_What you are asked to do_. Collect and copy in full every line below that contains the string "wooden". Case counts, so a line matches only if its letters have the same capitalization.

_Provided data_.
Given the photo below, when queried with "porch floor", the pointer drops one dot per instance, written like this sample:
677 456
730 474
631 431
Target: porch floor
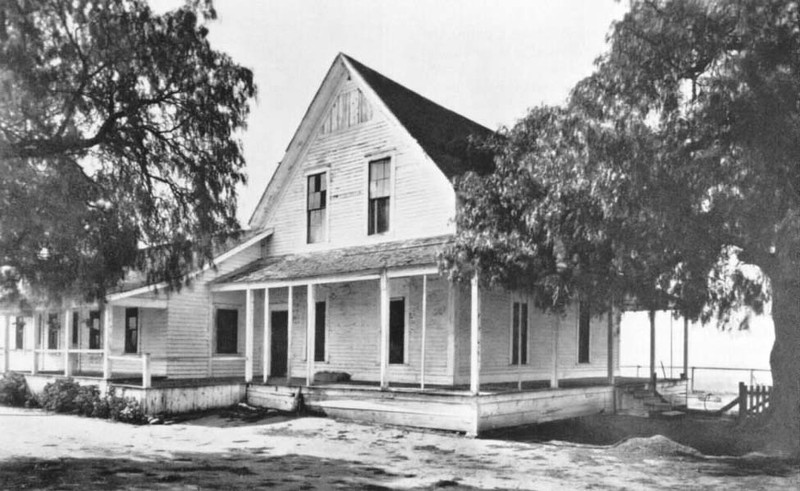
489 388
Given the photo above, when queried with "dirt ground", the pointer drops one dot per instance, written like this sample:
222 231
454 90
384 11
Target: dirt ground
229 450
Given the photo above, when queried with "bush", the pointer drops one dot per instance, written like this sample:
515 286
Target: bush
13 389
67 396
60 396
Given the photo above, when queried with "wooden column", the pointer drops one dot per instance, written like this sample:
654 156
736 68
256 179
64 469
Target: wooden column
610 346
290 324
6 341
384 319
108 328
249 327
554 354
475 337
652 317
147 372
424 331
68 327
311 332
685 347
519 345
37 318
267 337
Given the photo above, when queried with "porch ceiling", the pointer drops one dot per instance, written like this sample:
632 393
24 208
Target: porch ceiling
359 259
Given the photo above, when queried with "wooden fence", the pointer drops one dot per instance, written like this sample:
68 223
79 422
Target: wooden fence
753 399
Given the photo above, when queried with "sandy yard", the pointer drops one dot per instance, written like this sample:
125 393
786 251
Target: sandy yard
41 450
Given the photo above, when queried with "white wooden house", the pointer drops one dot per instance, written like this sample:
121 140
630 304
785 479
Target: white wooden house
339 275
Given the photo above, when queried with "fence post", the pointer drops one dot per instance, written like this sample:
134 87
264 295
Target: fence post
147 376
742 400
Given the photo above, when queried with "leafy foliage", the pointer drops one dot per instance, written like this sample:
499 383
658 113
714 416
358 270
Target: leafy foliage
117 129
13 389
671 176
67 396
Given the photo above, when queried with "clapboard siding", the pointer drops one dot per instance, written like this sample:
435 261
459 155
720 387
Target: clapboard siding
422 199
353 330
496 305
190 311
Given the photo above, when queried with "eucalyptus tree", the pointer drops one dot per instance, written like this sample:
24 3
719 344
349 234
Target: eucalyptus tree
683 151
118 131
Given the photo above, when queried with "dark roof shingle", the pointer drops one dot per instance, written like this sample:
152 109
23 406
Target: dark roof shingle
442 133
357 259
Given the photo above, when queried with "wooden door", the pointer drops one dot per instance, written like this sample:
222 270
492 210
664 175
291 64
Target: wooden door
280 341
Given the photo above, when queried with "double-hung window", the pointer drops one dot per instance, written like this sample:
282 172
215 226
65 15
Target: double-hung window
132 330
584 331
316 208
519 333
19 335
380 173
53 329
94 329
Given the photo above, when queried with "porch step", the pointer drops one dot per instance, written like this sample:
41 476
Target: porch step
667 414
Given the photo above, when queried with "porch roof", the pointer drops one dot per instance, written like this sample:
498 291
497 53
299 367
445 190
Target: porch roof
364 259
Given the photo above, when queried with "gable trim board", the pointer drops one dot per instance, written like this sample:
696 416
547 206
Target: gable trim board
378 89
117 297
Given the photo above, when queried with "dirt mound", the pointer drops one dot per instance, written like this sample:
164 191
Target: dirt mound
654 446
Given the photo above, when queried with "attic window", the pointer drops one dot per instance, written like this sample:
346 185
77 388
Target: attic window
379 191
348 109
316 208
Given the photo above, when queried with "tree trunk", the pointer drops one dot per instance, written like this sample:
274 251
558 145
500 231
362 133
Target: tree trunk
785 357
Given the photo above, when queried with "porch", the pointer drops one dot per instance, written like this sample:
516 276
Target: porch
454 408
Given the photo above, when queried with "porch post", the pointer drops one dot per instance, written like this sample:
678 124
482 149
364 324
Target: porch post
554 368
424 330
6 340
475 338
147 372
610 343
37 317
384 314
311 332
652 316
68 327
685 347
248 335
290 322
108 326
267 337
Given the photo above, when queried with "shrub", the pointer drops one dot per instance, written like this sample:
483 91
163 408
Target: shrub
13 389
60 396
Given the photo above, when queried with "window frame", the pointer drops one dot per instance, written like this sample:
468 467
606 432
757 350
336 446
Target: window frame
404 299
215 326
368 159
321 300
137 315
53 335
579 330
526 344
95 314
76 322
325 172
19 332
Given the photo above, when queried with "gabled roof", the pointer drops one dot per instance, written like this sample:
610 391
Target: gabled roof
443 134
358 259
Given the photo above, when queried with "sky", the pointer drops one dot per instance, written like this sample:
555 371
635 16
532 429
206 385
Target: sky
487 60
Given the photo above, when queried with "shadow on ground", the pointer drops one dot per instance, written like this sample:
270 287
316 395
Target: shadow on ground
235 470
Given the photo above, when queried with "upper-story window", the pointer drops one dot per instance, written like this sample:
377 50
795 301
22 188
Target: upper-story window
316 208
380 172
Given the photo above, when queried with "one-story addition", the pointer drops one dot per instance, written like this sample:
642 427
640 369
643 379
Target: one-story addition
334 296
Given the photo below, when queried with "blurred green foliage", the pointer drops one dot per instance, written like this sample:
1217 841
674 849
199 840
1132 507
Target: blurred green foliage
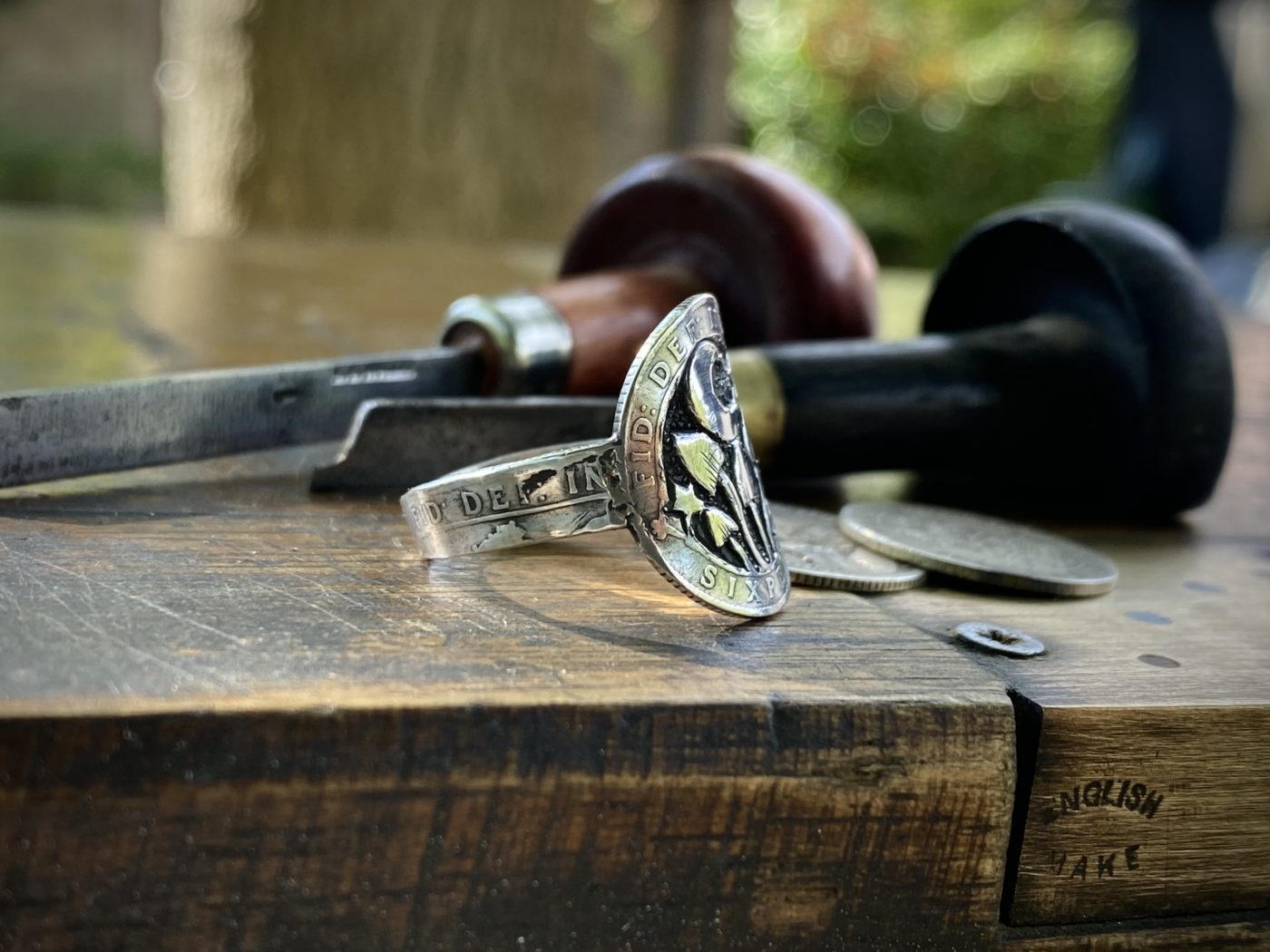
98 174
923 116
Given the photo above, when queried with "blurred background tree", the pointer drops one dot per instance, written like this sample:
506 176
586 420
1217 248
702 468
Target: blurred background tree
920 116
923 116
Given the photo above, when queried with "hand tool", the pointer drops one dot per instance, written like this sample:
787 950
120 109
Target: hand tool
1075 359
785 260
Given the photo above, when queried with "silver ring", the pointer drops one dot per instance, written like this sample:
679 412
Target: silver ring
679 472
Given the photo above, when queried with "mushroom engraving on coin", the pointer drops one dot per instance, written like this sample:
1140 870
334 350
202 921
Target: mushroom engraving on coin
679 472
689 479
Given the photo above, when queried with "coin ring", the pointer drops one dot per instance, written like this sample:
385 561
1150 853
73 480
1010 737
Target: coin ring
821 556
978 549
679 472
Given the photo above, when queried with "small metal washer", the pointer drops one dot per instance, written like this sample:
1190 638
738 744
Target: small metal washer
1000 640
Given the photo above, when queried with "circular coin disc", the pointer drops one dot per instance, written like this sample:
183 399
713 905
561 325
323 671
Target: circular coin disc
978 548
821 556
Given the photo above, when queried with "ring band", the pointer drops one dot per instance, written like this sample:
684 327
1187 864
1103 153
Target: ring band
679 471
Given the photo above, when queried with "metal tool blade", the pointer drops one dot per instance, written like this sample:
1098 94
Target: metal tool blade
47 434
394 444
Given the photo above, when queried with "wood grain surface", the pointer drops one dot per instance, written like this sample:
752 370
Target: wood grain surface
234 714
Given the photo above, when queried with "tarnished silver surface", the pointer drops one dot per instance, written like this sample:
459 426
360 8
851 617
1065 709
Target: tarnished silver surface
48 434
1000 640
819 555
532 340
978 548
396 443
679 471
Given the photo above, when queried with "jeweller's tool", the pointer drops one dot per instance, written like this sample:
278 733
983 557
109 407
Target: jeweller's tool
783 257
978 549
1075 358
821 556
677 471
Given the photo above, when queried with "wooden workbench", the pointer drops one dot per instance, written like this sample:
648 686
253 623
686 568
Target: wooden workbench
235 714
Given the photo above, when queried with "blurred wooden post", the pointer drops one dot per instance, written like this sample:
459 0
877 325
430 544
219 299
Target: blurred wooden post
448 117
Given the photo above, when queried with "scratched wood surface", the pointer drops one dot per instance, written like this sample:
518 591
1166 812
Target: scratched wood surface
239 716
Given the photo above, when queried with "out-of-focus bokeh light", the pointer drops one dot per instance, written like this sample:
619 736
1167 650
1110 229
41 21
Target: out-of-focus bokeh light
923 116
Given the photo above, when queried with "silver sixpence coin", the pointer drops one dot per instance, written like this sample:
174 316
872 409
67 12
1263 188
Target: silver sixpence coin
821 556
978 548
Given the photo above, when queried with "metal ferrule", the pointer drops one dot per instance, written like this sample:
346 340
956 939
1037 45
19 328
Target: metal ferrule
531 339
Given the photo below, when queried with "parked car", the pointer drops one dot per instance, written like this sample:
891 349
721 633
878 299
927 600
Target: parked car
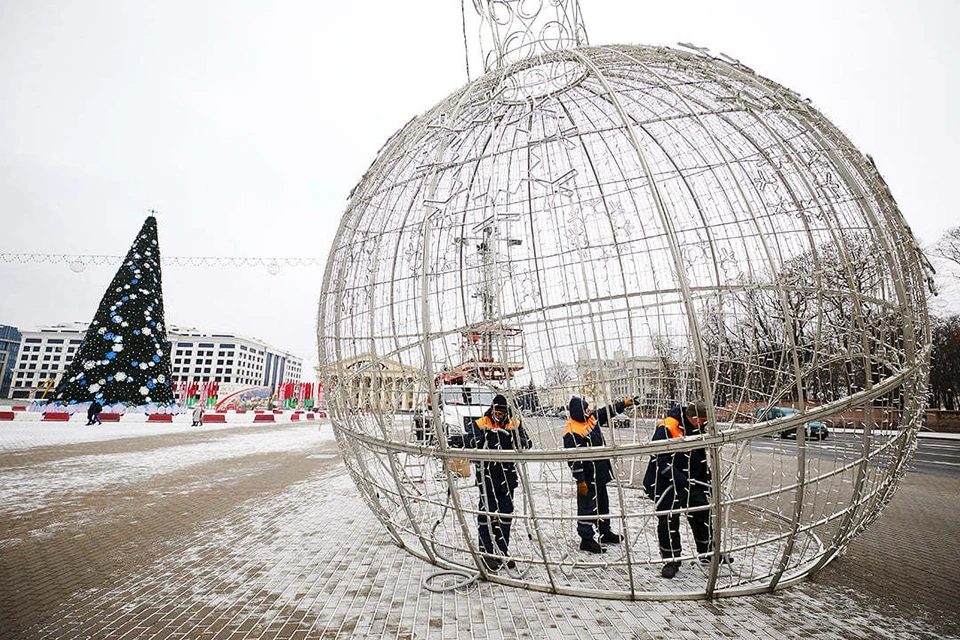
459 405
815 430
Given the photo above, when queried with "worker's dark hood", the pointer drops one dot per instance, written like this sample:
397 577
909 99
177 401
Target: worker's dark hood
677 414
578 409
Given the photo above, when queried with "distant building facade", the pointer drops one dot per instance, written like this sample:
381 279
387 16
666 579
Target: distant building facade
232 361
9 347
364 382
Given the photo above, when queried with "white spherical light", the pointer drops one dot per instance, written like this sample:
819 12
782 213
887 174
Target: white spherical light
637 220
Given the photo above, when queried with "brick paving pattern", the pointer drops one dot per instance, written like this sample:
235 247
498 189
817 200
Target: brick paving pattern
260 544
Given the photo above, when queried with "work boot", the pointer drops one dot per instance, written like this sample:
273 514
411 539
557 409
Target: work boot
670 569
591 546
491 564
609 537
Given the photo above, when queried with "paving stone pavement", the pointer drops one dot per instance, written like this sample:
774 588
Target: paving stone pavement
229 539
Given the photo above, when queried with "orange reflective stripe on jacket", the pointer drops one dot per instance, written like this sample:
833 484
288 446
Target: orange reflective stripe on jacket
486 423
673 427
580 428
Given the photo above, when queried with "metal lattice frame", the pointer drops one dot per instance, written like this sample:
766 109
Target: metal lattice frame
639 220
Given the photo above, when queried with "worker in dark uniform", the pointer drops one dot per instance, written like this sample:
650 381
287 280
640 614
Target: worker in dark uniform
592 476
496 429
682 480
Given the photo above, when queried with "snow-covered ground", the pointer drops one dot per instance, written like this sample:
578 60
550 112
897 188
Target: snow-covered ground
27 488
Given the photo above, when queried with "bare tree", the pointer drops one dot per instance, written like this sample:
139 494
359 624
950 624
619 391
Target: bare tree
948 246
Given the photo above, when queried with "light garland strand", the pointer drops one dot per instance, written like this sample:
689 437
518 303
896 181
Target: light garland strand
79 262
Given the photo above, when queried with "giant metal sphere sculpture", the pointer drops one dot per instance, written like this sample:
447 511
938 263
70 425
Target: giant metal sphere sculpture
616 221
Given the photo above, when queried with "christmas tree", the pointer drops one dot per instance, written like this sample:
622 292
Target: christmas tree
125 355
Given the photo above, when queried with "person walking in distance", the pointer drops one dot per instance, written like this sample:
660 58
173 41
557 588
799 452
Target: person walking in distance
93 412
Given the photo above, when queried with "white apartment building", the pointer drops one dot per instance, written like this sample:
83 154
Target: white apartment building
233 361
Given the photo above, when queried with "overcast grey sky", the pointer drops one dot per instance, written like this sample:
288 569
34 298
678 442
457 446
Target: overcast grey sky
246 123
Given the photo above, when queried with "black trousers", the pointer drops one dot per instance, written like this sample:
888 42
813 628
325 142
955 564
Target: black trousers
595 503
494 519
668 526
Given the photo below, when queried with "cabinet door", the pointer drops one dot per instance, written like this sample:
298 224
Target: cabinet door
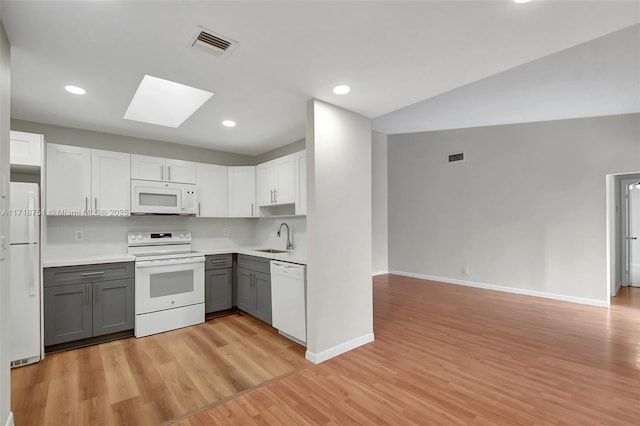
181 171
285 180
26 149
265 183
211 184
246 297
67 313
262 287
110 182
147 168
68 179
301 182
113 306
217 290
242 191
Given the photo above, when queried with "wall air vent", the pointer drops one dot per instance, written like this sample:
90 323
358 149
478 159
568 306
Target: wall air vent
456 157
212 42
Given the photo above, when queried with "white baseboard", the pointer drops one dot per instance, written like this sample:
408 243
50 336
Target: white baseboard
339 349
526 292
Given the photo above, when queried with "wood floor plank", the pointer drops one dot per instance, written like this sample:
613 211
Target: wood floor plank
447 354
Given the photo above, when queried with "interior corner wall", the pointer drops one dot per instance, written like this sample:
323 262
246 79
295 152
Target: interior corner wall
525 209
379 213
339 290
5 87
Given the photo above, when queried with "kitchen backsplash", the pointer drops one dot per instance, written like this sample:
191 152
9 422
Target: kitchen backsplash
109 235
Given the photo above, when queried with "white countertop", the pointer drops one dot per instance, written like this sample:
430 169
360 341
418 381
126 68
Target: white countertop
52 261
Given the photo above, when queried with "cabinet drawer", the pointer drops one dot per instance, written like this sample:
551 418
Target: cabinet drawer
88 273
257 264
218 261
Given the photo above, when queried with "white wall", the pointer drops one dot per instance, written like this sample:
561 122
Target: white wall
5 377
379 214
339 291
525 209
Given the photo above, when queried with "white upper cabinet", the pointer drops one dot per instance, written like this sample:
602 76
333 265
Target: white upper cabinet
212 188
110 182
82 180
68 179
155 168
26 149
301 182
242 191
275 181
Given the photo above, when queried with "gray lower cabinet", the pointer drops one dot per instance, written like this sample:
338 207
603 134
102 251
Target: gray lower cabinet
88 301
218 283
254 287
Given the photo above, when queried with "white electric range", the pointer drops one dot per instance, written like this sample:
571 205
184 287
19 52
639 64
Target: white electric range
169 281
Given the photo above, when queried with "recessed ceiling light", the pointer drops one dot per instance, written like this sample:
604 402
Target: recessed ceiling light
75 90
342 89
164 102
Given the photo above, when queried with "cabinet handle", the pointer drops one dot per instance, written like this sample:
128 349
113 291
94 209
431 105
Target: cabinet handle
90 274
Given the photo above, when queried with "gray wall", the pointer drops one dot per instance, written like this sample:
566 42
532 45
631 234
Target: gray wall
281 152
110 142
525 209
379 213
5 87
339 291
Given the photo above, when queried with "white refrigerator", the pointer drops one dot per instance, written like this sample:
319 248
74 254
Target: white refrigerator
24 296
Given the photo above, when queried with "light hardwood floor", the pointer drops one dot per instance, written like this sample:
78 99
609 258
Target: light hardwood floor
452 355
151 380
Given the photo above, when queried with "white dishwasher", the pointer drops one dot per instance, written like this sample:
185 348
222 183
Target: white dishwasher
288 300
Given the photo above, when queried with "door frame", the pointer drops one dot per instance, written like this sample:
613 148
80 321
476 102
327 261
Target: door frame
623 211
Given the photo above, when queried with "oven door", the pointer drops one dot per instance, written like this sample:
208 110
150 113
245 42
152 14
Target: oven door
169 283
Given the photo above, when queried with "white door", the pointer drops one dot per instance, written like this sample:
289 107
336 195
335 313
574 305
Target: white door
25 222
265 183
242 191
147 168
26 149
68 179
110 182
181 171
285 180
24 302
301 182
633 237
211 182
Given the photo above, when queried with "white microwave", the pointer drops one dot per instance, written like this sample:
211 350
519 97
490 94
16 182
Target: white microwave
153 197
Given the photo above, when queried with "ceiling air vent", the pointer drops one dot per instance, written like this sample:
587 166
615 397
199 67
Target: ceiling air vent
456 157
212 42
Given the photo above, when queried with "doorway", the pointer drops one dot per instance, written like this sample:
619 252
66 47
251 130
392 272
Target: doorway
630 230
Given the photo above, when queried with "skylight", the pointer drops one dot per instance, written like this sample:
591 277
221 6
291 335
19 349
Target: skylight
165 102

_Problem solution_.
Given the photo above, when queried with "wooden column", the pointer drops one dot per instance, written like this sample:
Target: wooden column
Given the photo above, when queried with "wooden fence", the pointer drops one dot per instance, written like this sample:
Target: wooden fence
Given the photo above, when queried with "white wooden house", the pointer drops one dot per instance, written like this sample:
Target: white wooden house
Given the photo above, when queried with "wooden door", the pointer drops one dot per instance, written like this sample:
Target: wooden door
Given the photo above, when queried with "wooden workbench", the pointer drops one dot per instance, written like this sample:
Target: wooden workbench
Given the photo above, when queried with "blurred wooden post", the pointer drops one dot per instance, written like this sample:
Target: blurred wooden post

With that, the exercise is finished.